§ KUTIPAN TEKS:
Taktik menipu ini menyoroti kebutuhan mendesak akan peraturan yang kuat untuk melindungi anak-anak muda dari ketergantungan nikotin yang berbahaya seumur hidup. WHO mendesak pemerintah seluruh negara di dunia untuk melindungi kaum muda dari konsumsi tembakau, rokok elektrik, dan produk nikotin lainnya dengan melarang atau mengaturnya secara ketat.
Rekomendasi WHO itu termasuk menciptakan tempat yang 100 persen bebas asap rokok; melarang rokok elektrik beraroma; larangan pemasaran, iklan dan promosinya; pajak yang lebih tinggi; meningkatkan kesadaran publik tentang taktik menipu yang digunakan oleh industri ini; serta mendukung inisiatif pendidikan dan kesadaran yang dipimpin oleh kaum muda.

§ PETUNJUK PENGERJAAN:
1. Ringkaslah kutipan tentang rekomendasi WHO mengenai nikotin dan kaum muda dalam dua kalimat.
2. Tuliskan lanjutan kutipan tentang rekomendasi WHO mengenai nikotin dan kaum muda, dimulai setelah kalimat terakhirnya.

Butir-butir yang termuat dalam sebuah dataset
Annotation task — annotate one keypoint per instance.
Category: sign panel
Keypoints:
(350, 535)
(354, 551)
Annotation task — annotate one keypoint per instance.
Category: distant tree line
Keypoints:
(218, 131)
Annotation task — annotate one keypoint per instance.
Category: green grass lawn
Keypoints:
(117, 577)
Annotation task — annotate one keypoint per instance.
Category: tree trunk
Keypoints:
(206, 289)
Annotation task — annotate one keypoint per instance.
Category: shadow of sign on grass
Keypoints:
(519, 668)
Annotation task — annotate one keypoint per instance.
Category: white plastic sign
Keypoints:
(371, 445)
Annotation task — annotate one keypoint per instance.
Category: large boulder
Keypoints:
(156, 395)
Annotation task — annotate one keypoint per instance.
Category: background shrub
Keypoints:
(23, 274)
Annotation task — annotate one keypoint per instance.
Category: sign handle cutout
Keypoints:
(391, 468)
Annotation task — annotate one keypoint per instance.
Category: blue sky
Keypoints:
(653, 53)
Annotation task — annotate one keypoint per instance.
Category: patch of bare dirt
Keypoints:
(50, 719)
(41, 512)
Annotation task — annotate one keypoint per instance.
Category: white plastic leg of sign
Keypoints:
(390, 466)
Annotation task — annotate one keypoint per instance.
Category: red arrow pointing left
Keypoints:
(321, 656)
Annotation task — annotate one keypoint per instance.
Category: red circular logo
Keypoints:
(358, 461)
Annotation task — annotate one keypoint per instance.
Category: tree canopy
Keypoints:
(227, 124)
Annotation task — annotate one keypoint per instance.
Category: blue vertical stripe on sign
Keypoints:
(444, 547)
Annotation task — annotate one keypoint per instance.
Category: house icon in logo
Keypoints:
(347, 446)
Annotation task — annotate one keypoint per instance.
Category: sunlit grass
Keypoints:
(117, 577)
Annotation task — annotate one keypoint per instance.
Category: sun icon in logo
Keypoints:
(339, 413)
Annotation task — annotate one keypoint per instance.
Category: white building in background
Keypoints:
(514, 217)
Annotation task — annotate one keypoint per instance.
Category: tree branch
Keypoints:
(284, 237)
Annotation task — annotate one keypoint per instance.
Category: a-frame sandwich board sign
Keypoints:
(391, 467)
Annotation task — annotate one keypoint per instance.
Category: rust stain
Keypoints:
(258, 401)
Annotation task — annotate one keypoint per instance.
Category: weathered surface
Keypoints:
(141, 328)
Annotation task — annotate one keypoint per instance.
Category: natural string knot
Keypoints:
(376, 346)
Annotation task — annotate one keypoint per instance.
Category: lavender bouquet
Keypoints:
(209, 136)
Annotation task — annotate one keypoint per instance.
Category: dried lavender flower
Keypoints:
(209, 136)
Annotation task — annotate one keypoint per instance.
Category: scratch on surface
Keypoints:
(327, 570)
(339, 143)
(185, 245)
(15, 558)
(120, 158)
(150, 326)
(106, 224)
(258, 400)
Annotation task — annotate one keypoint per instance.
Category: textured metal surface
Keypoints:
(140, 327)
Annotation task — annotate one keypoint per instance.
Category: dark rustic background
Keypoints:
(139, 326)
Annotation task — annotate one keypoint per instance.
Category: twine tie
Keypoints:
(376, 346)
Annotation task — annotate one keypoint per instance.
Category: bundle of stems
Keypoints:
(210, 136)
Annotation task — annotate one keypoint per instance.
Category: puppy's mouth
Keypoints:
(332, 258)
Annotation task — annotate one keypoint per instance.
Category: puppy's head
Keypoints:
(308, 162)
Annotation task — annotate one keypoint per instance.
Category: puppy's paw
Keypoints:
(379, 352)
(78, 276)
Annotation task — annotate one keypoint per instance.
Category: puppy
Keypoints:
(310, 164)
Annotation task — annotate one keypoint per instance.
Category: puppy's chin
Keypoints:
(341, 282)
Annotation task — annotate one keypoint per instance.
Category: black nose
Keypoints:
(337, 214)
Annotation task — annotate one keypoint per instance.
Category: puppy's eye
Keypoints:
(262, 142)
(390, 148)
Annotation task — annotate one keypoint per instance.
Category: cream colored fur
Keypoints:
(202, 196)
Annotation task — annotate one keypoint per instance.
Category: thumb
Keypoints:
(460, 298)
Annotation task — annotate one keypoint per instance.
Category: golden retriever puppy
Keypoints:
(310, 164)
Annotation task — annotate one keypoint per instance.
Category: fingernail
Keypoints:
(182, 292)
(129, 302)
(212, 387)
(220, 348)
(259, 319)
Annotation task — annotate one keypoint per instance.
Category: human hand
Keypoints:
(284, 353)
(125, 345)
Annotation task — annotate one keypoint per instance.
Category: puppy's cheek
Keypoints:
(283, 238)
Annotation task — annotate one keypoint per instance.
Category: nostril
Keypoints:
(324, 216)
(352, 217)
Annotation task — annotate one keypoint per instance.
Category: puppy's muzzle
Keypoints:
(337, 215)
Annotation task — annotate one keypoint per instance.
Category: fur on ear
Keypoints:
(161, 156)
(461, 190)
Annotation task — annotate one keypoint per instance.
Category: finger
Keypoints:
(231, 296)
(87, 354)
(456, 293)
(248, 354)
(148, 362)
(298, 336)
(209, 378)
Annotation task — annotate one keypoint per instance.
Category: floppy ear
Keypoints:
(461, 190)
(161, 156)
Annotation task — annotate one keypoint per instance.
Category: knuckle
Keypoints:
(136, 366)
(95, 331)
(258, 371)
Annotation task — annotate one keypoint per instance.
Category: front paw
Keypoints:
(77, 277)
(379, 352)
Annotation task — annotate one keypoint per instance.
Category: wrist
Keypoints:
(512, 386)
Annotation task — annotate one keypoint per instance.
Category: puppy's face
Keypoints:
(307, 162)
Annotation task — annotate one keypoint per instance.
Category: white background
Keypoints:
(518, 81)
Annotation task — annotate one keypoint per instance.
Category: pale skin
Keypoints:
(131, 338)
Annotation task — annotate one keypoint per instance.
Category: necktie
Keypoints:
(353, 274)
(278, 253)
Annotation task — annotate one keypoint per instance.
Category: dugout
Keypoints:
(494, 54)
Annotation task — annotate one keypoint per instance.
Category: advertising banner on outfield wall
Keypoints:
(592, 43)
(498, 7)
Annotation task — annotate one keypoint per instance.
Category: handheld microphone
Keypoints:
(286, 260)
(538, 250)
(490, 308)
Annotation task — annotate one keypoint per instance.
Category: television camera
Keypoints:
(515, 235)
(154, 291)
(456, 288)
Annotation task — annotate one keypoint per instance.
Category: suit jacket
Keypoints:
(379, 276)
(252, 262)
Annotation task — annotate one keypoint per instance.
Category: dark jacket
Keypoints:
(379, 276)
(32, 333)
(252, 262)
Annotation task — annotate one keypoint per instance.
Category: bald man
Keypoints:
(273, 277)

§ KUNCI JAWABAN:
1. Kutipan ini menyatakan bahwa taktik menipu menyoroti kebutuhan mendesak akan peraturan yang kuat untuk melindungi anak-anak muda dari ketergantungan nikotin, dan WHO mendesak pemerintah seluruh negara untuk melarang atau mengatur secara ketat tembakau, rokok elektrik, serta produk nikotin lainnya. Rekomendasi WHO meliputi tempat yang 100 persen bebas asap rokok, larangan rokok elektrik beraroma beserta pemasaran, iklan, dan promosinya, pajak yang lebih tinggi, peningkatan kesadaran publik tentang taktik menipu industri, serta dukungan bagi inisiatif pendidikan dan kesadaran yang dipimpin kaum muda.

2.
“Anak muda yang kecanduan merupakan keuntungan seumur hidup bagi industri ini,” ujar Jorge Alday, Direktur STOP di Vital Strategies. “Itulah mengapa industri ini secara agresif melakukan lobi untuk menciptakan lingkungan yang membuatnya murah, menarik, dan mudah bagi kaum muda untuk ketagihan. Jika para pembuat kebijakan tidak bertindak, generasi saat ini dan yang akan datang mungkin akan menghadapi gelombang bahaya baru, yang ditandai dengan kecanduan dan penggunaan berbagai produk tembakau dan nikotin, termasuk rokok.”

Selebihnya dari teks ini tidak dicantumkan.